**Exercise directions**
Transcribe the records below exactly as they appear.

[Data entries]
┄┄┄┄┄┄
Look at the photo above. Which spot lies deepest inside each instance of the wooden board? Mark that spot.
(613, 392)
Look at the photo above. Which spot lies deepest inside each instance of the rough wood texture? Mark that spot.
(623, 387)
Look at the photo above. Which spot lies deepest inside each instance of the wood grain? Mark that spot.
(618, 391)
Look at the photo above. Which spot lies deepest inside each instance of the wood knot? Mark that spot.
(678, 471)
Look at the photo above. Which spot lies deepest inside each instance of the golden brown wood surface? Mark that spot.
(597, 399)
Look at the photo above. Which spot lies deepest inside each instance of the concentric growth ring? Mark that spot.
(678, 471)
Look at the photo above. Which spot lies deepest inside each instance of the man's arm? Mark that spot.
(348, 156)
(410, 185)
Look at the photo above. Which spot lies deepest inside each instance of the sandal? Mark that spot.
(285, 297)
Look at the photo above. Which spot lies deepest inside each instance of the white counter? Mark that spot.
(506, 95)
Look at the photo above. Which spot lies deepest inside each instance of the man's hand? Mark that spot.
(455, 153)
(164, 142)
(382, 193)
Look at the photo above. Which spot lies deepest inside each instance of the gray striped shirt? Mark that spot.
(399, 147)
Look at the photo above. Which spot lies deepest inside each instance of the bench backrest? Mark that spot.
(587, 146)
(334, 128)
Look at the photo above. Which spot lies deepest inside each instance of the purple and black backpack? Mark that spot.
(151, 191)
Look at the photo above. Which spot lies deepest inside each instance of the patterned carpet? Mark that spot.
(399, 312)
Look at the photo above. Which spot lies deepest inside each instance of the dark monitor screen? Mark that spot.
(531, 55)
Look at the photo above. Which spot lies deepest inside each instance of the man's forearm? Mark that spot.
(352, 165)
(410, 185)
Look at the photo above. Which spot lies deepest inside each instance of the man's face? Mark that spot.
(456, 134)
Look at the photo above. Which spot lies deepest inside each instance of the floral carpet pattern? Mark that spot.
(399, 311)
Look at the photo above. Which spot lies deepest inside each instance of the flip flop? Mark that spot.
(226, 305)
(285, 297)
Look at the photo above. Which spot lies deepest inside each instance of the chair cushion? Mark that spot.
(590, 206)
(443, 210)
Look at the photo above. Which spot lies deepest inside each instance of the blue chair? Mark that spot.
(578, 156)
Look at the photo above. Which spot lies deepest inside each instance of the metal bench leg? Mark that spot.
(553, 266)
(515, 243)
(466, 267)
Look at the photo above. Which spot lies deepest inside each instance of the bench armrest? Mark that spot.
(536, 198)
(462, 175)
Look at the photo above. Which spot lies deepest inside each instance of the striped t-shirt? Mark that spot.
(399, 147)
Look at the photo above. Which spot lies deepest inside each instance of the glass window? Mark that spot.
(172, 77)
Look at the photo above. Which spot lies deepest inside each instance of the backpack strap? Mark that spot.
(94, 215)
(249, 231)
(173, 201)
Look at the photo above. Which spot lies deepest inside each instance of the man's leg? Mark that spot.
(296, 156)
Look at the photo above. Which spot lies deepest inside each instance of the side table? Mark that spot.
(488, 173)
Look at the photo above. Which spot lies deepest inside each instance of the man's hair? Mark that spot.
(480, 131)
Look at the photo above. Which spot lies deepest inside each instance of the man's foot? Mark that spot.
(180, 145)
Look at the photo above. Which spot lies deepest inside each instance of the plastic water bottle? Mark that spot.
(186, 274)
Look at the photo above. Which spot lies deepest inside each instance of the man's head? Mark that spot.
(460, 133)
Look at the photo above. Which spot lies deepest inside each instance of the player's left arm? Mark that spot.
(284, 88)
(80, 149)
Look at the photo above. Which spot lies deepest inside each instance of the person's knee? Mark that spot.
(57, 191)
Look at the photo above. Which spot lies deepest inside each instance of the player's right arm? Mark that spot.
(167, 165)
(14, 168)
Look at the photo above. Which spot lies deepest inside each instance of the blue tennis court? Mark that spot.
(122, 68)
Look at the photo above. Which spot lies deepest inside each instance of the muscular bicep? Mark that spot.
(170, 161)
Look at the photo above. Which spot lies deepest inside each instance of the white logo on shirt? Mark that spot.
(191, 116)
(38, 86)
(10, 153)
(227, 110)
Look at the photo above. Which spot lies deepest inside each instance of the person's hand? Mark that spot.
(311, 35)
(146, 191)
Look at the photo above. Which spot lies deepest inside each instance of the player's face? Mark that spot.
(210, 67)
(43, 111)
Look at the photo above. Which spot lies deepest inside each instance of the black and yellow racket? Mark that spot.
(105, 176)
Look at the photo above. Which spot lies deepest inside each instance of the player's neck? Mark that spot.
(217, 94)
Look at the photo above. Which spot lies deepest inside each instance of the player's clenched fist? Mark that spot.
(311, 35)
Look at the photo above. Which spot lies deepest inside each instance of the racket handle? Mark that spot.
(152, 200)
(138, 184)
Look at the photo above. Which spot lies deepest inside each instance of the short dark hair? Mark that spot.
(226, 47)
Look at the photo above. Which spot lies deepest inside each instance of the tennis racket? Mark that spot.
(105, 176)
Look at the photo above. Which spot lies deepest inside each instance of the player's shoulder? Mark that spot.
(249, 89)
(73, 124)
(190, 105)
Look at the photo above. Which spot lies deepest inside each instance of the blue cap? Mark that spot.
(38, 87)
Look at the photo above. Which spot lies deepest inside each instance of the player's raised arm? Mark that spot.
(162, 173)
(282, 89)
┄┄┄┄┄┄
**Final answer**
Look at the photo above. Which spot lies deepest inside each instance of the wooden board? Mark that spot.
(613, 392)
Look at the photo above. Which spot lies deepest inside each instance of the rough wood texture? Mark that spot.
(623, 387)
Look at the photo above. Which spot lies deepest inside each instance of the wood grain? Mark that spot.
(618, 391)
Look at the photo above. Which spot lies deepest inside each instance of the wood knot? Mark that spot.
(678, 471)
Look at the photo above. Which spot lies deepest inside each instance of the golden brown wood surface? Mark that spot.
(597, 399)
Look at the photo above. Which spot lies deepest inside each instance of the concentric growth ring? Mark that spot.
(678, 471)
Look at the photo above. Which spot lies deepest inside each instance of the man's arm? Mark that spot.
(348, 156)
(410, 185)
Look at the photo above. Which spot lies deepest inside each instance of the sandal? Mark that spot.
(285, 297)
Look at the photo above. Which spot lies deepest inside each instance of the white counter? Mark that spot.
(506, 95)
Look at the photo above. Which spot lies deepest inside each instance of the man's hand? Mark that spot.
(455, 153)
(164, 142)
(382, 193)
Look at the photo above. Which spot lies deepest inside each instance of the gray striped shirt? Mark that spot.
(399, 147)
Look at the photo above. Which spot lies deepest inside each instance of the bench backrest? Mark that spot.
(587, 146)
(334, 128)
Look at the photo above. Which spot lies deepest inside each instance of the purple and black backpack? Mark that spot.
(151, 191)
Look at the photo above. Which spot lies deepest inside each instance of the patterned carpet? Mark that spot.
(399, 312)
Look at the photo above. Which spot lies deepest inside each instance of the dark monitor screen? Mark that spot.
(531, 55)
Look at the photo above. Which spot lies deepest inside each instance of the man's forearm? Mark that spot.
(352, 165)
(410, 185)
Look at the photo above. Which spot lies deepest inside each instance of the man's face? Mark that spot.
(456, 134)
Look at the photo above. Which spot lies deepest inside each instance of the floral carpet pattern? Mark that spot.
(399, 311)
Look at the photo above. Which spot lies deepest inside each instance of the flip flop? Mark that spot.
(226, 305)
(285, 297)
Look at the photo above. Which spot lies deepest inside each instance of the chair cushion? Mark that spot.
(590, 206)
(443, 210)
Look at the photo above. Which spot lies deepest inside each instance of the blue chair? Mark that spot.
(578, 156)
Look at the photo above. Which spot lies deepest inside each instance of the metal bench leg? Mark that spot.
(553, 266)
(515, 243)
(466, 267)
Look at the photo above. Which spot lies deepest inside each instance of the bench armrest? Mark that spot.
(536, 198)
(462, 175)
Look at the photo above. Which spot lies deepest inside each instance of the striped t-shirt? Mark that spot.
(399, 147)
Look at the photo above. Which spot lies deepest inside each instance of the glass window? Mark that spot.
(172, 77)
Look at the photo above. Which spot lies deepest inside each instance of the backpack strap? Mark that spot.
(94, 215)
(249, 231)
(173, 201)
Look at the photo above. Which spot lies deepest inside each instance of the man's leg? Mark that spot.
(296, 156)
Look at the photo above. Which spot lies deepest inside each instance of the side table? Mark that spot.
(488, 173)
Look at the photo above. Which spot lies deepest inside each instance of the man's hair? Mark that spot.
(480, 131)
Look at the photo above. Which spot lies deepest inside each instance of the man's foot? Mark that spot.
(180, 145)
Look at the photo above. Which spot lies deepest inside each instance of the plastic water bottle? Mark that spot.
(186, 274)
Look at the photo above. Which spot lies deepest inside each instance of the man's head? Mark that spot.
(460, 133)
Look at the photo above. Which spot lies deepest inside each instance of the player's left arm? Mark that spot.
(284, 88)
(80, 149)
Look at the photo above. Which spot lies deepest inside each instance of the person's knee? Mark that spot.
(57, 191)
Look at the photo above. Which spot lies deepest inside each instance of the player's right arm? Mark that spot.
(167, 165)
(14, 168)
Look at the photo above. Which spot lies deepest inside each instance of the blue tennis court? Mark that spot.
(122, 68)
Look at the photo above. Which spot lies deepest inside each instance of the muscular bicep? Mark that spot.
(170, 161)
Look at the photo above. Which spot lies deepest inside each instance of the white logo on shirt? Mark that spot.
(191, 116)
(38, 86)
(10, 153)
(227, 110)
Look at the photo above. Which spot lies deepest inside each instance of the person's hand? Mark that spot.
(311, 35)
(146, 191)
Look at the photo above. Which spot lies deepest inside each instance of the player's face? Mark that spot.
(210, 67)
(43, 111)
Look at the photo above. Which spot lies deepest inside each instance of the black and yellow racket? Mark that spot.
(105, 176)
Look at the photo above. Which spot lies deepest inside each instance of the player's neck? Mark that spot.
(217, 94)
Look at the photo above. Which spot lies deepest inside each instance of the player's clenched fist? Mark that spot.
(311, 35)
Look at the photo above. Which spot lies deepest inside each instance of the racket handle? Mark that spot.
(152, 200)
(138, 184)
Look at the photo above. Which spot lies deepest inside each instance of the short dark hair? Mark that spot.
(226, 47)
Look at the photo above. Which spot lies deepest inside each instance of the tennis racket? Mark that spot.
(105, 176)
Look at the photo above. Which spot lies deepest inside each instance of the player's shoulder? Mark that spot.
(249, 89)
(73, 124)
(190, 105)
Look at the photo above. Which spot lies deepest inside each instance of the blue cap? Mark that spot.
(38, 87)
Look at the photo above. Which spot lies deepest inside each instance of the player's raised arm? Mark that spot.
(162, 173)
(282, 89)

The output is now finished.